▸ **Anweisungen und Vorgaben**:
Nenne jede Zeile der Daten, in der das Wort „neck“ vorkommt, und übernimm sie unverändert.

Punktbasierte Annotationsdaten
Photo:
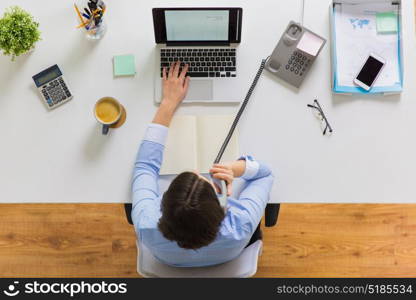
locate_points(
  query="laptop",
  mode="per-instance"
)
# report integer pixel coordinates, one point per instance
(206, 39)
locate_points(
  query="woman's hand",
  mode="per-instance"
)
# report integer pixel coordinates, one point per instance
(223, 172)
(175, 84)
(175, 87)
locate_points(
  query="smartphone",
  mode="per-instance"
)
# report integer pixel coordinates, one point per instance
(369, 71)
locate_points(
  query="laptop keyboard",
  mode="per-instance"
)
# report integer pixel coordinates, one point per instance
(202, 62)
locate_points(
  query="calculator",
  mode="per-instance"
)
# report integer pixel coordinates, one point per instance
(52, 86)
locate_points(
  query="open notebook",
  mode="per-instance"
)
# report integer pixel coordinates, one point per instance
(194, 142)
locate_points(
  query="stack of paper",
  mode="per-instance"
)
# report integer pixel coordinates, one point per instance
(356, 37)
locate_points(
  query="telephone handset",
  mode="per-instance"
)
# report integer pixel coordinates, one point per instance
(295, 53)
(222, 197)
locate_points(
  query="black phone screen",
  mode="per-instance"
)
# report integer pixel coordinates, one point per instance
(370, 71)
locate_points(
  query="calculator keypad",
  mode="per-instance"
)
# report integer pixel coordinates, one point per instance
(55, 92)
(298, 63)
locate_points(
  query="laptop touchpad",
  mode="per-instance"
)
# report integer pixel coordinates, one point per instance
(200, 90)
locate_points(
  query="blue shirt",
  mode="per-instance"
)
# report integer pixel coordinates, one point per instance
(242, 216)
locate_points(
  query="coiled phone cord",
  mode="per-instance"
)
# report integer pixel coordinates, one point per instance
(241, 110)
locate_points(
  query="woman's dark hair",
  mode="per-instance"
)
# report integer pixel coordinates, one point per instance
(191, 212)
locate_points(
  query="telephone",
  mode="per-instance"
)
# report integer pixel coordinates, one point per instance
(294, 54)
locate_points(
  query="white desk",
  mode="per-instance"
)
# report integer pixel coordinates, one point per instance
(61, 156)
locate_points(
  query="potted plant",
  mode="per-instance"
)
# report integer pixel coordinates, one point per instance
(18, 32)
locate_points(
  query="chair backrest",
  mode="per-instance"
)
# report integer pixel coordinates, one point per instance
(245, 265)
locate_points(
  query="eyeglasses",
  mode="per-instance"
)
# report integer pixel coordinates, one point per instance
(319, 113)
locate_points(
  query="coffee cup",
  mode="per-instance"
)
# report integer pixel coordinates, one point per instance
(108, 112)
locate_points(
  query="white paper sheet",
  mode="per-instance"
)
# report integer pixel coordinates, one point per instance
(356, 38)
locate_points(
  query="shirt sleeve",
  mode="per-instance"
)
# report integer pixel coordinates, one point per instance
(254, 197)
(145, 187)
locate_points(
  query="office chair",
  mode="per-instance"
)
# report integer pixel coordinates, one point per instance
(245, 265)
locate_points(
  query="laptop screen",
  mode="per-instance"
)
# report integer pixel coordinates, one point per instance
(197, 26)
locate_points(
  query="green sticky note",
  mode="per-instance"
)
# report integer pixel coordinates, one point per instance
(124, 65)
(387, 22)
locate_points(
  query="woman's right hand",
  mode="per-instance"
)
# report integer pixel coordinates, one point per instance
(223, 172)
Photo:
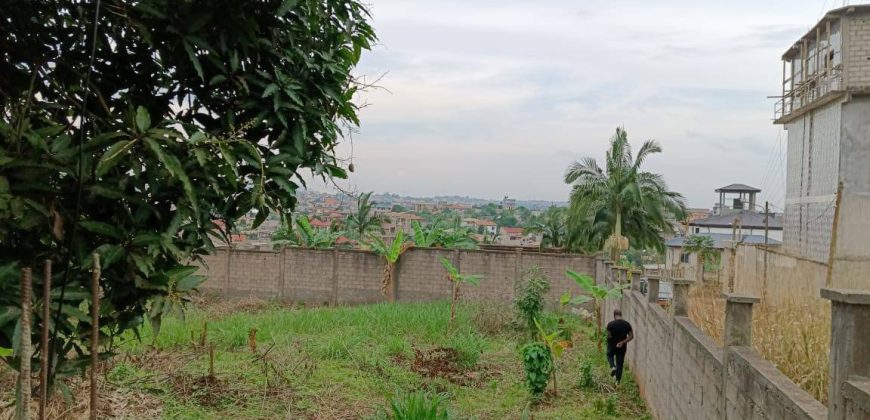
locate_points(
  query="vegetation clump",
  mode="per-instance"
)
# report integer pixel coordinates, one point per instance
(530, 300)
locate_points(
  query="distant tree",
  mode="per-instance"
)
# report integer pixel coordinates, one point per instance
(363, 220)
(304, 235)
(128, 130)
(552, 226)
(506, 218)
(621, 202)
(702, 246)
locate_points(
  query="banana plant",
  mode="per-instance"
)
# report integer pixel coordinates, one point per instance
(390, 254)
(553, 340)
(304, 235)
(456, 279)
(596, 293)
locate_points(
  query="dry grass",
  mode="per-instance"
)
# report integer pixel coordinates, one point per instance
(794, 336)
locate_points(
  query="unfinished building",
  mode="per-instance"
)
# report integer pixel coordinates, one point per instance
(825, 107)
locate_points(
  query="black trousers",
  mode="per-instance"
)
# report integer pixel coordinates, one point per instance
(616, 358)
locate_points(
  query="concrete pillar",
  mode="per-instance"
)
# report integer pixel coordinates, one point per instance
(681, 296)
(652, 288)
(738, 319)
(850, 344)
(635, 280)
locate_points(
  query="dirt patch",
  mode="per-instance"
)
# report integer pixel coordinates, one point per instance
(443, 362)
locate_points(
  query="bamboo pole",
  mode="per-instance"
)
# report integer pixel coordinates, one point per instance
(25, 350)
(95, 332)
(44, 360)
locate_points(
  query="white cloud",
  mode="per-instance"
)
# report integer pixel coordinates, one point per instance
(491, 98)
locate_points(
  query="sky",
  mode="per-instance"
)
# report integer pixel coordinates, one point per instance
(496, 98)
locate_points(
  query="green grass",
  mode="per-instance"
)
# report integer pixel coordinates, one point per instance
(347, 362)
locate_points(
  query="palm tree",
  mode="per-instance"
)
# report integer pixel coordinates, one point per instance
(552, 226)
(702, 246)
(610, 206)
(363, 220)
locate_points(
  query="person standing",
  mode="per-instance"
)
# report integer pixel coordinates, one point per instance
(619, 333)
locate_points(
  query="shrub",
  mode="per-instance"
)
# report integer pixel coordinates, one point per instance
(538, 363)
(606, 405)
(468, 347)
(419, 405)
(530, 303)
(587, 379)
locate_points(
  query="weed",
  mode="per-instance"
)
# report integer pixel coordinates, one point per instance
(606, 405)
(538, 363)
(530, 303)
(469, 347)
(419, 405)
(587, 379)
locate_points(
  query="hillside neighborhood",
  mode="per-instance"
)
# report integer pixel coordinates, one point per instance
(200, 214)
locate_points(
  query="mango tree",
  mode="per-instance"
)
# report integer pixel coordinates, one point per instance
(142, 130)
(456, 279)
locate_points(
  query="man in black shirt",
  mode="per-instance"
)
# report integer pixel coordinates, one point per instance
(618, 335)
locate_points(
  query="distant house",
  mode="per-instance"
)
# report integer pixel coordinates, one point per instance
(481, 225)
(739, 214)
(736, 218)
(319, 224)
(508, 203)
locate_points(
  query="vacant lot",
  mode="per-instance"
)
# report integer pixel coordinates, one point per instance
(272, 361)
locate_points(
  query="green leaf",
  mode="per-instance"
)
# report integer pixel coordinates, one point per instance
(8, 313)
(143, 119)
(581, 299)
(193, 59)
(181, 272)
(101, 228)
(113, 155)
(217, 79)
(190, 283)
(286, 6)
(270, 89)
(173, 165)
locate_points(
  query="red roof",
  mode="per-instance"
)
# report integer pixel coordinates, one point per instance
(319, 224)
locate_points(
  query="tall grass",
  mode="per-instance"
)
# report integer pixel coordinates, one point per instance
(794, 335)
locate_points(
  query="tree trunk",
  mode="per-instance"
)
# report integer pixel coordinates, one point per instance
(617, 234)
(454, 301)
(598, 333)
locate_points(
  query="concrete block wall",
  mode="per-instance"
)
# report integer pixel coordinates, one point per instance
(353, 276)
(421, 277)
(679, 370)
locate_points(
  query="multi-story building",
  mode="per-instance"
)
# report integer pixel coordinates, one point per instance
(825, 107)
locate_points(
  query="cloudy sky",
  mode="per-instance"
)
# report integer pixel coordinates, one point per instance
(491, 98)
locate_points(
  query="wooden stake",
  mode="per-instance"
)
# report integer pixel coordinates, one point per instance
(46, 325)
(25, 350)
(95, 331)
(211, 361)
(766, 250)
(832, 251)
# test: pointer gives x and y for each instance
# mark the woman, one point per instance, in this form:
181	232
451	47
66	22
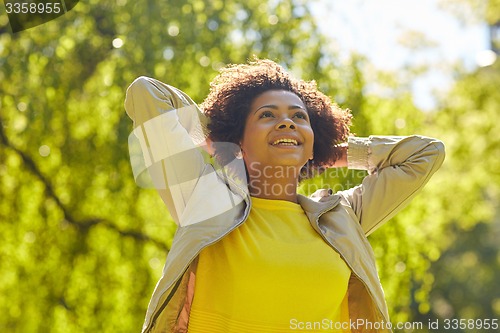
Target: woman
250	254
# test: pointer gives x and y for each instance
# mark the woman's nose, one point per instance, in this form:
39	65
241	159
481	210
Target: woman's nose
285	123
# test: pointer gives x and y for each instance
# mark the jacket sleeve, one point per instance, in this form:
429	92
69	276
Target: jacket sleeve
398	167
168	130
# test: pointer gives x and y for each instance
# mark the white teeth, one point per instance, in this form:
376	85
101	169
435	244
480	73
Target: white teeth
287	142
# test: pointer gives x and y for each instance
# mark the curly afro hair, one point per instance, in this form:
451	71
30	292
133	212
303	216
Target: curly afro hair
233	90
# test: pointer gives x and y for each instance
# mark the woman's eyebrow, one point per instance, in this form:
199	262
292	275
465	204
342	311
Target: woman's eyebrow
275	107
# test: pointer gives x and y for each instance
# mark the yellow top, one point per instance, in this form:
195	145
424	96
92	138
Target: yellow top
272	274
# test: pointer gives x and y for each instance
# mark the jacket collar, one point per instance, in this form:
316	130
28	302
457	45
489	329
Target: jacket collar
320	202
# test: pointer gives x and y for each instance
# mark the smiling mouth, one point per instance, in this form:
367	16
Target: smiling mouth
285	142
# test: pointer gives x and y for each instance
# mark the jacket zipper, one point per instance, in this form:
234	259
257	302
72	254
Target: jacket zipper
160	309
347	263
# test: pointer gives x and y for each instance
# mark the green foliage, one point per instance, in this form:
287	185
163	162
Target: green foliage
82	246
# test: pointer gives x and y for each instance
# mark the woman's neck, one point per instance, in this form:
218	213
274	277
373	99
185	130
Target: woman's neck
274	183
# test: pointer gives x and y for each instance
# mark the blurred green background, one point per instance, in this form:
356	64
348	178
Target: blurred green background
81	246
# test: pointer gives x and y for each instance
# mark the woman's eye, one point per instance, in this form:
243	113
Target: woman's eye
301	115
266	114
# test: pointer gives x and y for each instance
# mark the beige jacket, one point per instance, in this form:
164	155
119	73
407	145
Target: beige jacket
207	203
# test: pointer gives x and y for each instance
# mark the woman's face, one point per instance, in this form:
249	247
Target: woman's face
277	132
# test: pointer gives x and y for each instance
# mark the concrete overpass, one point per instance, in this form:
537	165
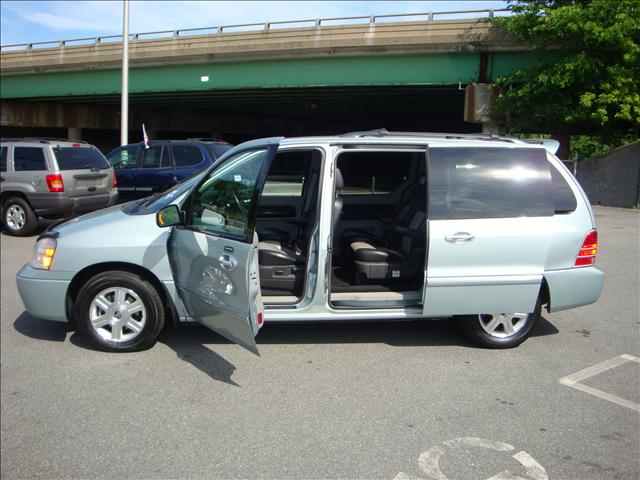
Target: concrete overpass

▸ **Gelöste Aufgabe**:
# mark the woman's neck, one point per instance, in this form:
Target: woman's neck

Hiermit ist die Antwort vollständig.